_LISTED ENTRIES_.
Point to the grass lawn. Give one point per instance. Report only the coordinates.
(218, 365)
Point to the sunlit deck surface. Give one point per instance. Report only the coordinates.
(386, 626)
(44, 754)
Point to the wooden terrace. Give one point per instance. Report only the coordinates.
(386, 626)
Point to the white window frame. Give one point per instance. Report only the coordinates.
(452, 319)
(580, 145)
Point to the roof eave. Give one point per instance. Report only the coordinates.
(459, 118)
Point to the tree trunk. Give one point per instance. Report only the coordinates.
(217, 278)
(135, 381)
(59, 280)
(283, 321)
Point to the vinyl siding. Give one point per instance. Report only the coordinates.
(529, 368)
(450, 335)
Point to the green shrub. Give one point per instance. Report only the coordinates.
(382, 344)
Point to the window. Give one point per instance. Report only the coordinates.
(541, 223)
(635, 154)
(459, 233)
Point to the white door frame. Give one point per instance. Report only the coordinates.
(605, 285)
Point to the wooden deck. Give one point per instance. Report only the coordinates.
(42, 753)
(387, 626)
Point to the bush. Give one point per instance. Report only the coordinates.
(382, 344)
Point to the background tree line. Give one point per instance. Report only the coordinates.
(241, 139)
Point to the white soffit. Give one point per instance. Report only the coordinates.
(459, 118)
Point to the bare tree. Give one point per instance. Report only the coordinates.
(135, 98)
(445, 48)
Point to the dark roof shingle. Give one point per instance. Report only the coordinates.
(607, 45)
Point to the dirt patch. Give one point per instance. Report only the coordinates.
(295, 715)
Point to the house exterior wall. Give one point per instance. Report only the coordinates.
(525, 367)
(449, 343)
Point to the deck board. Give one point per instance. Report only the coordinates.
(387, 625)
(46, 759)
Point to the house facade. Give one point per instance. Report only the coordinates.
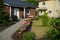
(19, 8)
(52, 7)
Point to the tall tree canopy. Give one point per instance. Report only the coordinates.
(32, 1)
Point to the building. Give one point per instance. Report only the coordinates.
(52, 7)
(19, 8)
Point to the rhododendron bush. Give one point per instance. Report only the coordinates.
(25, 24)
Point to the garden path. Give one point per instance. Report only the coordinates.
(39, 30)
(7, 34)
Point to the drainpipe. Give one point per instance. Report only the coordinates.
(24, 12)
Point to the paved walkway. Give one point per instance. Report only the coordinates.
(6, 34)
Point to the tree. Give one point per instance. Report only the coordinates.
(32, 1)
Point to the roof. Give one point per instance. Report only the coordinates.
(18, 3)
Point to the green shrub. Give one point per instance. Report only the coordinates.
(15, 18)
(53, 34)
(57, 22)
(45, 19)
(28, 36)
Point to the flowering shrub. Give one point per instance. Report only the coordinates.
(25, 23)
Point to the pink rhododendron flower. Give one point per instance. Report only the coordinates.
(25, 23)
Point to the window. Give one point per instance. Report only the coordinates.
(50, 12)
(43, 3)
(58, 2)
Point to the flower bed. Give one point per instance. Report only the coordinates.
(25, 26)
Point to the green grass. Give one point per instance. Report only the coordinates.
(39, 29)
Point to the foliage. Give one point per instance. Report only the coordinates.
(53, 34)
(32, 1)
(57, 22)
(4, 22)
(28, 36)
(15, 18)
(45, 19)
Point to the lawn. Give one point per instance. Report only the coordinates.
(39, 29)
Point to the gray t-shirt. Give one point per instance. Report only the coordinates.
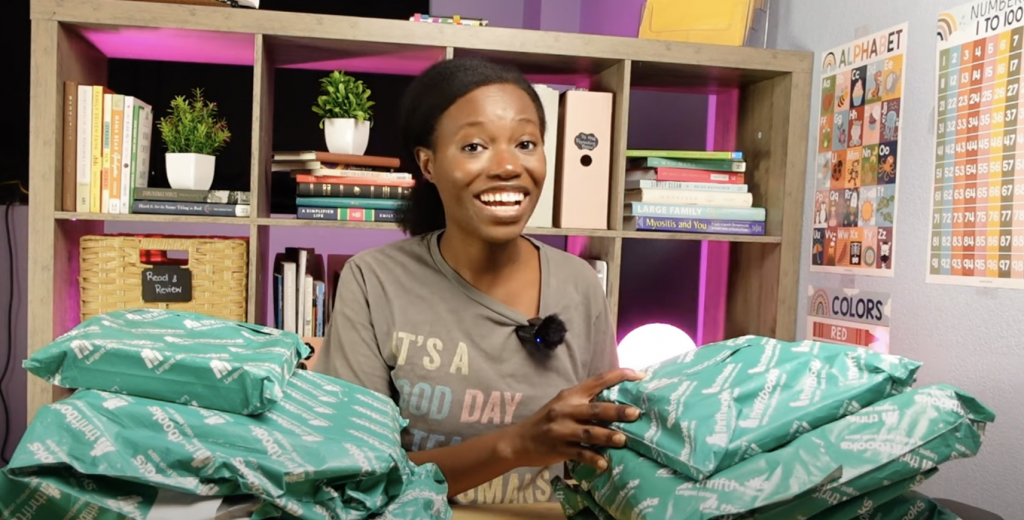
(406, 325)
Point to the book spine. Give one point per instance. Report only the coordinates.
(117, 146)
(712, 212)
(69, 178)
(355, 190)
(348, 202)
(104, 201)
(192, 196)
(654, 196)
(346, 214)
(678, 154)
(170, 208)
(127, 145)
(693, 164)
(698, 225)
(695, 186)
(84, 148)
(96, 170)
(685, 175)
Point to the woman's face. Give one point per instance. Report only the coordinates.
(487, 163)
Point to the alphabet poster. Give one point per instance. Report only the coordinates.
(977, 217)
(858, 150)
(849, 316)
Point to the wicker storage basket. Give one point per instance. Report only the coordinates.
(111, 273)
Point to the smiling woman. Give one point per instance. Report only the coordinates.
(436, 320)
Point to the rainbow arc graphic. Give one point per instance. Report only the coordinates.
(947, 26)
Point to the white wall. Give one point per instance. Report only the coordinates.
(968, 337)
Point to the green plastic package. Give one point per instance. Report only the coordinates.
(328, 447)
(722, 403)
(174, 356)
(892, 440)
(853, 508)
(911, 506)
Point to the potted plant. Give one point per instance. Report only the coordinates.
(345, 112)
(194, 136)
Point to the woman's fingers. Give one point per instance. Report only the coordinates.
(593, 386)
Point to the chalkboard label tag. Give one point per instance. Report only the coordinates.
(166, 284)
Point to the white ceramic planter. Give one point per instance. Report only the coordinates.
(346, 135)
(189, 171)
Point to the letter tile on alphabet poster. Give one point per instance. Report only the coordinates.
(977, 218)
(849, 316)
(858, 156)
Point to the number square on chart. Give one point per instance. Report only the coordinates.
(851, 216)
(885, 208)
(837, 208)
(851, 177)
(887, 163)
(872, 123)
(842, 92)
(858, 86)
(890, 120)
(892, 79)
(856, 126)
(821, 208)
(869, 165)
(818, 247)
(822, 172)
(841, 134)
(838, 176)
(868, 202)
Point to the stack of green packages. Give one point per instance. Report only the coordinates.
(756, 428)
(323, 449)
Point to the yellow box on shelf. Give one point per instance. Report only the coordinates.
(722, 23)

_WHAT YOU ARE ASKED TO DO_.
A faithful copy of all the data above, without its pictures, is the expected result.

_OUTPUT FOR THIS TASK_.
Point to the grass lawn. Give one point per instance. Report only the coordinates.
(218, 365)
Point to the sunlit deck surface. Give one point per instance. Report only the coordinates.
(386, 626)
(44, 754)
Point to the wooden terrace. Give one point per instance. Report only the coordinates.
(386, 626)
Point to the white window frame. Give one point per instance. Report only the coordinates.
(452, 319)
(580, 145)
Point to the roof eave. Give one point per instance. Report only the coordinates.
(459, 118)
Point to the tree trunk. Give one point per instance. Report only the coordinates.
(217, 278)
(135, 381)
(59, 280)
(283, 321)
Point to the vinyl siding. Give one point per instance. Report only the coordinates.
(529, 368)
(450, 335)
Point to the green shrub. Give one point per instance. Report only the coordinates.
(382, 344)
Point to the window. Give one point per instance. Report only the coordinates.
(541, 223)
(635, 154)
(459, 233)
Point to the white door frame. Give one point per instance. Report only the coordinates.
(605, 285)
Point to the wooden deck. Give one point per instance. Report only the coordinates.
(42, 753)
(387, 626)
Point to the bush. Give one point per instance. Report only the coordinates.
(382, 344)
Point to the background tree line. Give one point per instance. Report only the coordinates.
(241, 139)
Point to the white soffit. Give one point per instance. Report only the coordinates.
(459, 118)
Point to the bare tree. Give one point per instance. Report only the coordinates.
(135, 98)
(445, 48)
Point to the dark roof shingle. Give one point per instance. Report only the coordinates.
(607, 45)
Point to the dirt patch. Give one point per instance. Report only the coordinates.
(295, 715)
Point to the house exterior wall. Give one point per instance. Report only the coordinates.
(525, 367)
(449, 343)
Point to the deck board. Give one point per instance. Report only the coordinates.
(387, 625)
(46, 759)
Point to the house facade. Give one point per instance. Report only the coordinates.
(19, 8)
(52, 7)
Point to the tall tree canopy. Give one point per instance. Report only the coordinates.
(32, 1)
Point to the building. Give one point per instance. Report only the coordinates.
(52, 7)
(19, 8)
Point to the rhododendron bush. Give one point per instance. Report only the coordinates.
(25, 24)
Point to the garden path. Give one point per instance. Report only the coordinates.
(39, 30)
(7, 34)
Point to the drainpipe. Give one point per instance. Report only the coordinates.
(24, 12)
Point to the paved walkway. Give one point per instance. Report only the coordinates.
(6, 34)
Point to the tree. Give one point per instance. Report only the coordinates.
(32, 1)
Point to the roof. Give one point per instance. Report only the coordinates.
(18, 3)
Point to the green shrub. Give one point per instance. Report only the coordinates.
(15, 18)
(53, 34)
(57, 22)
(45, 19)
(28, 36)
Point to the flowering shrub. Give one point per instance. Report only the coordinates.
(25, 23)
Point to the pink rhododendron flower. Give one point per instance. Report only the coordinates.
(25, 23)
Point to the window. Give one point per instance. Report only the coordinates.
(50, 12)
(43, 3)
(58, 2)
Point to the flower bed. Give one point per instance. Report only the coordinates.
(25, 26)
Point to the green grass. Give one point per instance. Report only the coordinates.
(39, 29)
Point to the foliage. Give one point per instance. Report only the coordinates.
(53, 34)
(32, 1)
(57, 22)
(4, 22)
(28, 36)
(15, 18)
(45, 19)
Point to the lawn. Give one point per instance. Report only the coordinates.
(39, 29)
Point to the gray t-shirt. Give one point per instance. Report only the coordinates.
(406, 325)
Point to the book spine. Give one point per instance. Report only the coordinates.
(117, 146)
(712, 212)
(69, 178)
(355, 190)
(348, 202)
(104, 201)
(192, 196)
(654, 196)
(346, 214)
(678, 154)
(170, 208)
(127, 145)
(693, 164)
(698, 225)
(695, 186)
(84, 148)
(96, 170)
(685, 175)
Point to the woman's face. Give one point per instance. Report only the coordinates.
(487, 163)
Point to the alphabet poster. Give one point per instance. Report only the coordinates.
(977, 217)
(858, 150)
(849, 316)
Point to the wicker storage basket. Give one point per instance. Report only the coordinates.
(111, 273)
Point to the smiling woman. Give one point per instance. Report only the coordinates.
(436, 320)
Point to the rainbow arc graphic. Give one point per instance. Report only the coordinates.
(947, 26)
Point to the white wall. Give one point per instance. Report only the coordinates.
(968, 337)
Point to the green plastic package. Give one point per instance. Report only the coordinates.
(328, 447)
(722, 403)
(174, 356)
(892, 440)
(853, 508)
(911, 506)
Point to the potted plant. Give one point per instance. Report only the coordinates.
(345, 112)
(194, 136)
Point to the woman's fingers. Give one point per instance. Report only the coordinates.
(593, 386)
Point to the chalkboard label tag. Give one point per instance. Report only the coordinates.
(166, 284)
Point to the white ceramic planter. Give one point per instance. Report only the coordinates.
(346, 135)
(189, 171)
Point to the letter tile on alphabet poster. Give one point per instance. Report only the coordinates.
(977, 218)
(849, 316)
(858, 156)
Point to the number square on chart. Give one point per instance. Report only the coordinates.
(851, 216)
(885, 208)
(837, 208)
(851, 177)
(887, 163)
(872, 123)
(842, 92)
(858, 86)
(890, 120)
(892, 79)
(856, 126)
(821, 208)
(869, 165)
(818, 247)
(822, 172)
(841, 134)
(838, 176)
(868, 202)
Point to the stack of green packages. Give one point per instance. Report only the coordinates.
(756, 428)
(323, 449)
Point to the yellow box on shelf. Give one point per instance. Report only the coordinates.
(722, 23)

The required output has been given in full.